● Exercise: In the records below, locate the line containing "people for player-tracking calibration.", then extract it and all following lines exactly, ending with the last line.

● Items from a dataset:
=======
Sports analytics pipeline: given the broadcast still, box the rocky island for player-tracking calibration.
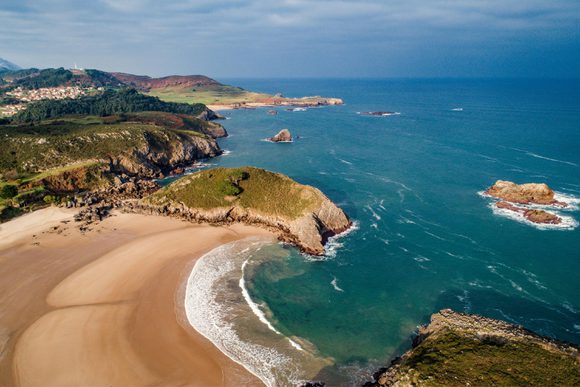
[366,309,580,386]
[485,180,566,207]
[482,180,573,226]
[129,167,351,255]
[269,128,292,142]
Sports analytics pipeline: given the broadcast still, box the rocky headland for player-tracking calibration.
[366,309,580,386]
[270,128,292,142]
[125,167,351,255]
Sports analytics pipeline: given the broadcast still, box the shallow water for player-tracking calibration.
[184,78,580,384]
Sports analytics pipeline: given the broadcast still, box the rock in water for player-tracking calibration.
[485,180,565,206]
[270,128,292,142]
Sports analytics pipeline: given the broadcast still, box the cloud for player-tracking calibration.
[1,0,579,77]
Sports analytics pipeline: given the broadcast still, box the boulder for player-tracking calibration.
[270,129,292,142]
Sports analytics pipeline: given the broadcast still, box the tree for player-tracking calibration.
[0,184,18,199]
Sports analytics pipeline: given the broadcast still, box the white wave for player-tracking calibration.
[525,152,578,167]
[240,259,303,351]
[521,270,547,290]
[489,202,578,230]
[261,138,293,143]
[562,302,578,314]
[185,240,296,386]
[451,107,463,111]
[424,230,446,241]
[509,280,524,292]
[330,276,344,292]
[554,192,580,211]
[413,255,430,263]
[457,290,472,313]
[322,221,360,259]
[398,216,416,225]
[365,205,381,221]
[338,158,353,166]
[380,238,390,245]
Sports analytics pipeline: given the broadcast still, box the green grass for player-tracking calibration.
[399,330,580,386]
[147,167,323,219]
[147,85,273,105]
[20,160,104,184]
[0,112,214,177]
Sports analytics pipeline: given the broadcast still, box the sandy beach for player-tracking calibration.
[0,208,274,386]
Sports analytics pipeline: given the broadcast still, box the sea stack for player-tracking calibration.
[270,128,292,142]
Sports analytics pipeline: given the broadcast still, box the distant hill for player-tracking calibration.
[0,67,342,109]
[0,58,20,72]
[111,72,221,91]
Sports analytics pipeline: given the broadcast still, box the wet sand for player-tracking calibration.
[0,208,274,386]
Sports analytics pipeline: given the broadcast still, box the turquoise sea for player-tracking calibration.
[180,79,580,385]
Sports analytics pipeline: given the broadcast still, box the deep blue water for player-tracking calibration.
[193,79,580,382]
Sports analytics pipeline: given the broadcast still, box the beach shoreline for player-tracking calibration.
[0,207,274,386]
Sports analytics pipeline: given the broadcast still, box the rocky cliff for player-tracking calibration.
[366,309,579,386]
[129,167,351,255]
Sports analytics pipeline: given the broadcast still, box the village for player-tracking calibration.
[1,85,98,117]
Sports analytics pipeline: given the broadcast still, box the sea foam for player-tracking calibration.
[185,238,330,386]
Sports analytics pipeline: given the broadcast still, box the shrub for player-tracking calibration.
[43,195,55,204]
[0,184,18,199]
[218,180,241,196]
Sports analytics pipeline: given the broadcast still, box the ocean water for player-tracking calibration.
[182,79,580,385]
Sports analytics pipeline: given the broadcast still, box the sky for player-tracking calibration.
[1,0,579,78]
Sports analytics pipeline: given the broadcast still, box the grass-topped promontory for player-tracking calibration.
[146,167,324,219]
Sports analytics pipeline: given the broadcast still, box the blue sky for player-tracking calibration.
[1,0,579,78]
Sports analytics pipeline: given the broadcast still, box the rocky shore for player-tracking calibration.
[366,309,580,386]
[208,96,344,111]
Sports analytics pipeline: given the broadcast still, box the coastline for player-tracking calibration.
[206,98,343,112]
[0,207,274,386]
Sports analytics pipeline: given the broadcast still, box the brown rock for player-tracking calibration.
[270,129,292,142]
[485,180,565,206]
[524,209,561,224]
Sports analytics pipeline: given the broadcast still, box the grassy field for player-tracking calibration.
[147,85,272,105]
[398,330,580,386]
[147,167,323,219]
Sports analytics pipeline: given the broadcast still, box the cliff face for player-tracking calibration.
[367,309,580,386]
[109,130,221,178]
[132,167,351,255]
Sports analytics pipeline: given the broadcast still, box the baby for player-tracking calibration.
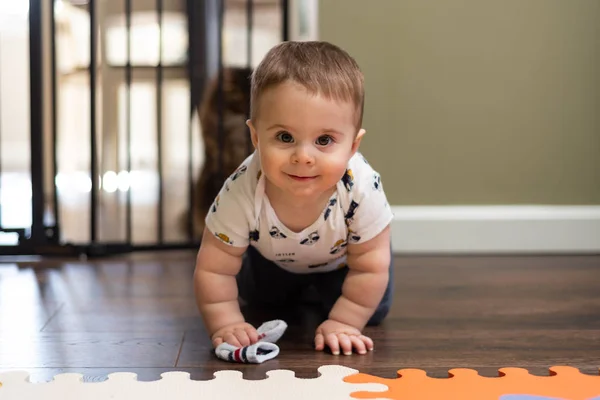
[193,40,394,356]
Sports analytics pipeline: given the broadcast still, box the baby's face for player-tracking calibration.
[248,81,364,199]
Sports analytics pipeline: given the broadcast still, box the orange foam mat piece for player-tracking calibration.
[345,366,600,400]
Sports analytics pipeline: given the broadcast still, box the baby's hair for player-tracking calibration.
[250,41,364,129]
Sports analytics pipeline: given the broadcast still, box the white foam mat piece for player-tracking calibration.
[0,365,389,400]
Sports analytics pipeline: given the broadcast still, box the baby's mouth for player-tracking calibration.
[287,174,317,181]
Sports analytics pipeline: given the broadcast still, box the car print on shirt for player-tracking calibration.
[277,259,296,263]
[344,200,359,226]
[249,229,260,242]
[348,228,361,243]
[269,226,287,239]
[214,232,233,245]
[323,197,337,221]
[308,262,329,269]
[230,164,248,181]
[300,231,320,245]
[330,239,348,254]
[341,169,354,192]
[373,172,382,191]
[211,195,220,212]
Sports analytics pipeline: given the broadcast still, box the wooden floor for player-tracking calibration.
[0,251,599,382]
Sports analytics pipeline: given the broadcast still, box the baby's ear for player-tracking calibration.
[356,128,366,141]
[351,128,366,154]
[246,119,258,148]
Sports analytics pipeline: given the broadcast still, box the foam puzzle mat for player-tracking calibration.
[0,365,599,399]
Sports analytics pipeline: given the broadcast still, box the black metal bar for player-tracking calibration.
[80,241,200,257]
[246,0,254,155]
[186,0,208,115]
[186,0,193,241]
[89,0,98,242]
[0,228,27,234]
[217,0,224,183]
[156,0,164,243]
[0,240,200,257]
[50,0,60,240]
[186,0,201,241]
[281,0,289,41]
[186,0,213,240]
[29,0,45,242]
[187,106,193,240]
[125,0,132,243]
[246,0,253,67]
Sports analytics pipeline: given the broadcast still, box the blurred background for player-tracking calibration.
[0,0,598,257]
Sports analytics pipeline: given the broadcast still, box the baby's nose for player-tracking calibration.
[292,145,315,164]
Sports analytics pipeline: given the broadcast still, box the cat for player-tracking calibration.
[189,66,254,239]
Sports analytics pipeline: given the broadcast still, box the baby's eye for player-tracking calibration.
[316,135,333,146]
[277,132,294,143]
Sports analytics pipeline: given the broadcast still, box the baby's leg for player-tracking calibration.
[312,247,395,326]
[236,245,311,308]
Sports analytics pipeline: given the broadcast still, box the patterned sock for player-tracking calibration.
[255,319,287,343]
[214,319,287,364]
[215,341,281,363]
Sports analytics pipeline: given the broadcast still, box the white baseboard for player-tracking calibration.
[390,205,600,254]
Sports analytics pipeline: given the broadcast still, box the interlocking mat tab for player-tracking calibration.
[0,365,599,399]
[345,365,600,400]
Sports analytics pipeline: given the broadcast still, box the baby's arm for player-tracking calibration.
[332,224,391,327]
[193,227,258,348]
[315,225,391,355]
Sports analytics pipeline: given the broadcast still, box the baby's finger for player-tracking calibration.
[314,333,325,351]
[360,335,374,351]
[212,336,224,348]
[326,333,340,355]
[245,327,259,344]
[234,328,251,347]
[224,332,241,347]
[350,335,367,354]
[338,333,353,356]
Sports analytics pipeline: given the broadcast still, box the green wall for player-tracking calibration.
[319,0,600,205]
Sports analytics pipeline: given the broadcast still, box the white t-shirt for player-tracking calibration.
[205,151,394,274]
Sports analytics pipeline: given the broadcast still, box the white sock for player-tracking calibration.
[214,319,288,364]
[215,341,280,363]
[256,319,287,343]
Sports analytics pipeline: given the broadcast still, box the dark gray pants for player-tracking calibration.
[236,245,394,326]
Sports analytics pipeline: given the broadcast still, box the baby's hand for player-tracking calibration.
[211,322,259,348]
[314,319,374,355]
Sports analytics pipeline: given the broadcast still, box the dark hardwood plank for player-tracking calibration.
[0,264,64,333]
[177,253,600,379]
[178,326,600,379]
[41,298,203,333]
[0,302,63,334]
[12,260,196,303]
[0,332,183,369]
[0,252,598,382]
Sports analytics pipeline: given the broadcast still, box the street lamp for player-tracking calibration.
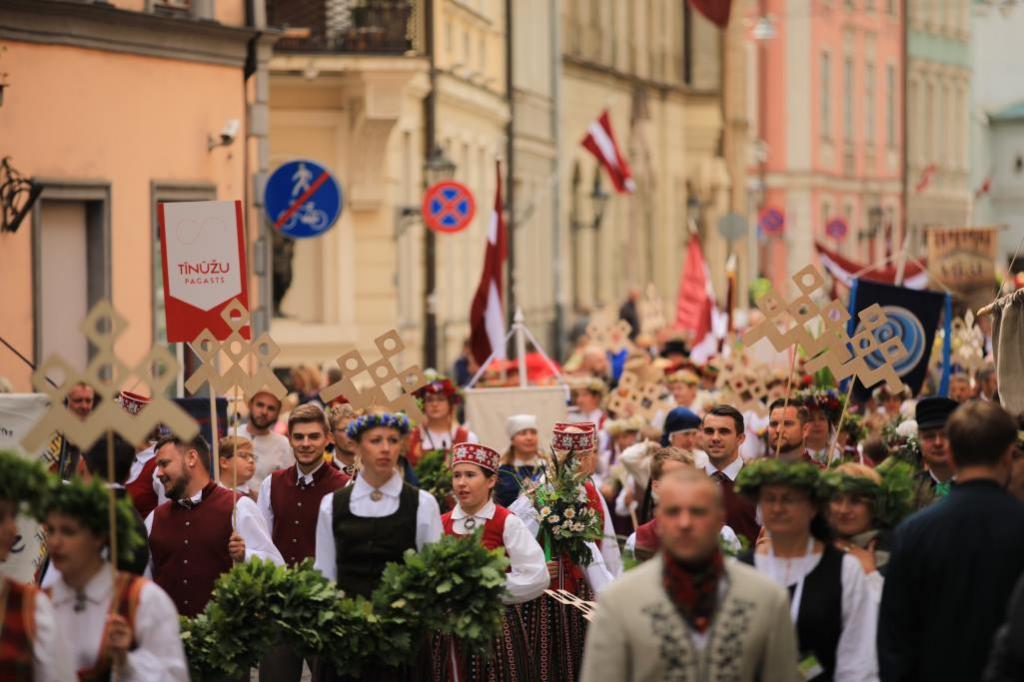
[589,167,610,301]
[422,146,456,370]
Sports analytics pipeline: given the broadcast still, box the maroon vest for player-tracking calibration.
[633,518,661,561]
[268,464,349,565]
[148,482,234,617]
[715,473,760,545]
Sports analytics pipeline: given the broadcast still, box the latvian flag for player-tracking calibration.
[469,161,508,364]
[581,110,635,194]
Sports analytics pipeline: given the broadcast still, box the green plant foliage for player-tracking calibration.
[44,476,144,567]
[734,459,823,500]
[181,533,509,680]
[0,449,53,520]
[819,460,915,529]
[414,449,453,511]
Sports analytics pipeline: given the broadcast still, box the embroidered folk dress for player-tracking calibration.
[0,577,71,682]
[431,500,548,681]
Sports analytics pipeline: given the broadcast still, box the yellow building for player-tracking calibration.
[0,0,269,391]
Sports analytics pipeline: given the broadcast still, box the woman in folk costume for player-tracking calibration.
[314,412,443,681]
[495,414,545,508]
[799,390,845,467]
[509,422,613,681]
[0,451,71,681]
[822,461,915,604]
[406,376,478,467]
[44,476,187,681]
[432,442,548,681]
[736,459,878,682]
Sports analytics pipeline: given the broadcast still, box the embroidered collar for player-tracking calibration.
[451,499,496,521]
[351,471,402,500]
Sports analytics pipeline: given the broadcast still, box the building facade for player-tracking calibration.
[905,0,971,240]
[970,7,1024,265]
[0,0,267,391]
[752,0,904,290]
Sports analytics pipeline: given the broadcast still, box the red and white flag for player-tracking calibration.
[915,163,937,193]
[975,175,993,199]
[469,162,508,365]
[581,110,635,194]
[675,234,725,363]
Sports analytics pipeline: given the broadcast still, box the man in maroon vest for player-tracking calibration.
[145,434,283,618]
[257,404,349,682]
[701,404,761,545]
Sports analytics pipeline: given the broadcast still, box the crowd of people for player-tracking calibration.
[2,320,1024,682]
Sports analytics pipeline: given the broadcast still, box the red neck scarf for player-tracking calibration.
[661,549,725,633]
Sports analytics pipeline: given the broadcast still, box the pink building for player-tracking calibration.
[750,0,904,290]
=======
● Response to this exercise:
Sports analytics pipeline: given the broadcast still, box the crowd of people for player-tracking calibration.
[2,320,1024,682]
Sports analytics pipeline: given the broadcast still, box the red neck scarf for player-tracking calibration.
[661,549,725,633]
Sports analytics pipeline: given the broadcast still, box the pink building for player-tracking calibration.
[750,0,904,290]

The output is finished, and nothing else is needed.